WRITTEN REQUEST =
Quote the items below word for word, omitting the pictures.

DATA TO PROCESS =

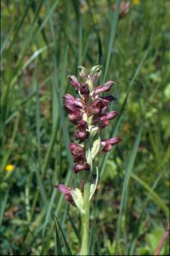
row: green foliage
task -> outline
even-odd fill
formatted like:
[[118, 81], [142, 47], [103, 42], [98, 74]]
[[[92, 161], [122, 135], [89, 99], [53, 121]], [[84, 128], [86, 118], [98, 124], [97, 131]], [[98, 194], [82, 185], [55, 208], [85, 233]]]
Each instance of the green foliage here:
[[[111, 109], [120, 115], [102, 136], [123, 140], [98, 157], [91, 253], [152, 255], [165, 232], [169, 3], [132, 0], [120, 18], [120, 2], [1, 1], [2, 255], [75, 255], [80, 249], [80, 216], [54, 188], [79, 183], [68, 148], [75, 127], [61, 98], [73, 91], [66, 77], [77, 75], [78, 66], [102, 65], [100, 84], [116, 82]], [[167, 239], [160, 255], [169, 253]]]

COMPLETE OUTPUT =
row: green foliage
task -> outline
even-odd fill
formatted like:
[[118, 81], [142, 47], [103, 42], [98, 74]]
[[[92, 161], [122, 135], [89, 99], [53, 121]], [[84, 128], [86, 118], [98, 124], [97, 131]], [[98, 194], [82, 185], [55, 208], [85, 233]]]
Each instance of the green foliage here:
[[[111, 109], [120, 115], [102, 136], [123, 140], [98, 157], [91, 253], [152, 255], [165, 232], [169, 3], [132, 0], [120, 18], [120, 2], [1, 1], [2, 255], [75, 255], [80, 249], [80, 216], [54, 188], [79, 183], [68, 148], [75, 127], [61, 98], [73, 91], [66, 77], [77, 75], [78, 66], [102, 65], [100, 84], [116, 82]], [[167, 239], [160, 255], [169, 253]]]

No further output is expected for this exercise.